Passage shown:
▶
# New mini donkey owner and have a question



## Larry (Jun 19, 2008)

We have male and female donkeys and are new at this. The male at times (when she lets him close enough) will bite her neck and hold on. Not sure what this means. She has only been with us about a week and he has been with us about a month.

Have a real problem with him when working in and around the pen. He picks up my tools and wants to carry them off, also digs up anything I put in the ground.

Thanks for any help

Larry


----------



## MeadowRidge Farm (Jun 19, 2008)

Hi Larry, and WELCOME to the forum.




How old is your male? It sounds like your male is a in tack jack? (not gelded) When he hangs onto and bites the neck of a jenny ..that is the jacks way of showing..affection.



( I could use a few different words here






) that is there way of letting the jenny know he wants to breed her. So if you dont want any foals..I would really suggest you separate them or have him gelded. If he is gelded you might have to buy a muzzle, some jacks when gelded late will have this tendency for a long time. Male donkeys (jacks) can become very aggressive with the females( jennys) at breeding time, so PLEASE be very careful.

You have to love the personalities of donkeys..they always want to be right up front and help with everything..weather we wont them to or not..sounds like your is full of mischief. Would love to see a pic of them. Corinne


----------



## Larry (Jun 19, 2008)

MeadowRidge Farm said:


> Hi Larry, and WELCOME to the forum.
> 
> 
> 
> ...



He is 3 1/2 years old and she is 2 yr old and is suppose to be preg. She really takes care of her self and he is getting better--shows respect for her.

Thanks for your response

larry


----------



## Emily's mom (Jun 19, 2008)

Welcome Larry to the wonderful world of donkeys!!

My donkeys, a gelded jack and a jenny, both bite and hang on to each others necks, they actually "play" quite roughly.....

And I agree with Corinne, they do love to help, especially with a wagon full of manure, rocks or just about anything....if the water bucket is empty you never know where you will find it.





I've only been a donkey mom for a little over a year, and I can't imagine what I'd do with my time without them





Enjoy


----------



## CheyAut (Jun 21, 2008)

I have a jenny and a gelded boy, they both LOVE to bite on each other's necks! Just a donkey thing I'd guess? Oh and my boy is also one to grab everything 

Jessi


----------



## vetasst (Jun 21, 2008)

Congrats on your donkeys Larry.

They are the most wonderful creatures. Always keeping me on my toes. Hershey my little intact jack always "helps" me with what ever i am doing. If i have any tools he is always walking off with them, I have been known to play the "give me my stuff back game" while chasing him all over the pasture. When i am wearing a hat he always makes sure it is on straight for me. The wheel barrow is great cause he emptys it for me, usually before i am ready and water buckets are great cause he lets me know they are empty by taking them to the other end of the pasture.
◀
Given entries:
▶
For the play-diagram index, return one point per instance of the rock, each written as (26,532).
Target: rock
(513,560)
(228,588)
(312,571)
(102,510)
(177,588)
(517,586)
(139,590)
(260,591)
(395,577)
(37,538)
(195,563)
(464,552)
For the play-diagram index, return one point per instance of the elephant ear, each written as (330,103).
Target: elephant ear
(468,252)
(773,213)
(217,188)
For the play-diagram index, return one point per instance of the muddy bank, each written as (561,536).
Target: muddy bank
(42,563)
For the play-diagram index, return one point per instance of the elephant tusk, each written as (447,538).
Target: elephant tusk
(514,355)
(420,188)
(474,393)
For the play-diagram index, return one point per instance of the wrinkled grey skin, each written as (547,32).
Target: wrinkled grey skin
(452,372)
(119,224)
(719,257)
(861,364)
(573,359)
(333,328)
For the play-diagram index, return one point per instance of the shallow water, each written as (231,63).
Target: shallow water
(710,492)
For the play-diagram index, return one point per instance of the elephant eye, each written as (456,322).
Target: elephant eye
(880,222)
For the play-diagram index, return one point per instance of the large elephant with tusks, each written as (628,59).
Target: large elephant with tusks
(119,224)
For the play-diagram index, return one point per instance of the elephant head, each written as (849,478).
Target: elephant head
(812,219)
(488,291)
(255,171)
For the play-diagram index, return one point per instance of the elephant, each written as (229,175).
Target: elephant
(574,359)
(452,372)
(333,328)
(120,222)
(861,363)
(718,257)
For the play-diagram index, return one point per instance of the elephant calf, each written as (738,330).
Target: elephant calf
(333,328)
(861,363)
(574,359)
◀
Given problem 1: In the donkey thread, repeat everything from "I've only been" down to "CheyAut (Jun 21, 2008)".
Given problem 2: In the donkey thread, how old is Larry's male donkey?
Given problem 3: In the donkey thread, why might Larry need to buy a muzzle even if his male is gelded?

Task response 1:
I've only been a donkey mom for a little over a year, and I can't imagine what I'd do with my time without them





Enjoy


----------



## CheyAut (Jun 21, 2008)

Task response 2: He is 3 1/2 years old.

Task response 3: Some jacks that are gelded late keep the tendency to bite and hold on to the jenny's neck for a long time.